> [To be done]: Substitute "one-line list" for every "single-line list" in the records below, and give them again with nothing else changed.

> [Raw records]:
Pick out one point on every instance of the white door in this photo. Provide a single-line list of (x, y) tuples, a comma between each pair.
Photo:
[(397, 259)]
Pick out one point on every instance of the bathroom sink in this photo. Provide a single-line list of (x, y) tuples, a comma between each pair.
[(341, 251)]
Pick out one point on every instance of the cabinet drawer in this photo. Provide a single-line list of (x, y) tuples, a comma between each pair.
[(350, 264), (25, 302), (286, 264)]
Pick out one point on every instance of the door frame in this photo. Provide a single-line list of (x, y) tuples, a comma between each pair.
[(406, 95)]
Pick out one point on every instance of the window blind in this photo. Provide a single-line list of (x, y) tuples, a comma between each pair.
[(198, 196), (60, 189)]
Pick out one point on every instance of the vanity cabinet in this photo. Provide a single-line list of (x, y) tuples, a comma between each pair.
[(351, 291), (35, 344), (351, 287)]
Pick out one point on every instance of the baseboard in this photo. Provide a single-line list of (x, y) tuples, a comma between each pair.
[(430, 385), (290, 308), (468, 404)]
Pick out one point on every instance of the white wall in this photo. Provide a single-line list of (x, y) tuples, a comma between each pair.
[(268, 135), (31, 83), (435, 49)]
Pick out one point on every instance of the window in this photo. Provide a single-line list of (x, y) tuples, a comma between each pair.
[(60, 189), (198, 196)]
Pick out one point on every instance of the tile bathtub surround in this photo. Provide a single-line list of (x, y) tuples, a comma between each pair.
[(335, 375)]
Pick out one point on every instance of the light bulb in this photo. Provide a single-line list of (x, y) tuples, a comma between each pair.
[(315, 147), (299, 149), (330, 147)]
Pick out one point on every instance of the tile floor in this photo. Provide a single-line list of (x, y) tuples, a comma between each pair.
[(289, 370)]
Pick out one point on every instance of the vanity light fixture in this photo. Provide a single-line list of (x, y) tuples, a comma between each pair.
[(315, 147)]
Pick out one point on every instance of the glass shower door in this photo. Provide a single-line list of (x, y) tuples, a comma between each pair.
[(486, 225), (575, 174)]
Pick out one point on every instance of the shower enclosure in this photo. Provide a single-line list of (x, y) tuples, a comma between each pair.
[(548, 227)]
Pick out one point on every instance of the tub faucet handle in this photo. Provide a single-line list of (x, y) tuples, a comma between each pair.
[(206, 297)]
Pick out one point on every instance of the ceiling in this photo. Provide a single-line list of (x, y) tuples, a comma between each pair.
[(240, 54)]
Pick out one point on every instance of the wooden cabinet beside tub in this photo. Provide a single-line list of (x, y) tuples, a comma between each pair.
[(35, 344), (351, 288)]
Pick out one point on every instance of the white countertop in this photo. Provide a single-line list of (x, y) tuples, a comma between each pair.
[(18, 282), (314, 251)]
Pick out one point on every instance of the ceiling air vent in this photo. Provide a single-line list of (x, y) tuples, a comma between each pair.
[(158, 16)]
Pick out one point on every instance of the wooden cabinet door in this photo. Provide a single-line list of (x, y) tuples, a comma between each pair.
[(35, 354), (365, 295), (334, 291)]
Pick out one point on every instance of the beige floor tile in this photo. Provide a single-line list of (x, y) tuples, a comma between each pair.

> [Answer for the task]:
Pick out one point on every instance of the white door in this photo. Provide a one-line list of (x, y) tuples, a comma between each pair.
Photo:
[(397, 259)]
Pick out one point on every instance of the bathroom sink in this photo. Provide a one-line list of (x, y) tuples, a comma between each pair.
[(341, 251)]
Pick out one point on every instance of the cabinet drawer in this photo. Provide a one-line list of (x, y) tuples, a comma between each pair.
[(350, 264), (25, 302), (286, 264)]
Pick out one point on every instance of the door frame in this photo. Provide a one-line list of (x, y) tuples, a comma between each pair.
[(406, 95)]
Pick out one point on every instance of the window blind in this photo. Provide a one-line list of (x, y) tuples, a comma between each pair.
[(198, 196), (60, 189)]
Pick out one point on every instance of the vanity cabinet in this photo. Provide a one-line list of (x, y) tuples, a comma between each pair.
[(351, 291), (35, 344), (351, 287)]
Pick out one point on every instance of the baseboard in this photo. Provide a one-line list of (x, y) tuples, a comma between each pair.
[(430, 385), (290, 308), (468, 404)]
Pick out one point on every instance of the white wall in this photo. Provide a one-line list of (x, y) tuples, a comma between each pair.
[(268, 135), (31, 83), (435, 49)]
Pick out one point on every instance of the window in this photo. Provide a one-line list of (x, y) tuples, a comma between each pair.
[(60, 189), (198, 196)]
Pick out one point on every instance of the tile bathtub surround in this photo. Provide a one-line list of (x, y) tuples, a comma between each pair.
[(335, 375)]
Pick out one point on every instance of the light bulb in this photo. Provide a one-line list of (x, y) tuples, a comma between each pair.
[(315, 147), (299, 149), (330, 147)]
Pick out one point on every instance of the tile floor in this photo. Provide a one-line list of (x, y) tuples, a comma between each pair.
[(289, 370)]
Pick out one point on every instance of the vanity light fixture in this photo. Provide a one-line list of (x, y) tuples, a comma between each pair.
[(315, 147)]
Pick out one point on every instance of the glass shower door in this photo. Provide a one-line list of (x, y) tuples, a comma between each pair.
[(486, 225), (575, 174)]
Pick out one point on every instance of the shower enclosure in this photo. Provide a one-line list of (x, y) tuples, a comma between each pair.
[(548, 227)]
Pick out one point on every instance of the tub faucet handle in this photo. Provide a one-line list of (x, y) tuples, a comma between each pair.
[(206, 297)]
Pick out one point on every instance of the ceiling in this photo. Provide a one-line list of (x, y) tuples, a comma between each pair.
[(240, 54)]
Pick out one point on every instance of the wooden cabinet beside tub in this photo. Provide a one-line list of (x, y) tuples, a comma between each pair.
[(35, 344), (351, 288)]
Pick out one point on every instance of the white countertop in this photo. Provide a one-line list of (x, y) tuples, a comma between each pair.
[(18, 282), (314, 251)]
Pick out one point on every instance of the ceiling air vent in this photo. Provide a one-line list of (x, y) tuples, a comma between each pair.
[(158, 16)]
Pick out one point on every instance of the wooden cabinet door in this photo. Provide a one-line list of (x, y) tuples, a comma between each pair.
[(35, 354), (365, 295), (334, 291)]
Pick out one point on every instance of the beige floor tile in this photo. Provide a one-line list of (x, y) tuples, a comma between each pair.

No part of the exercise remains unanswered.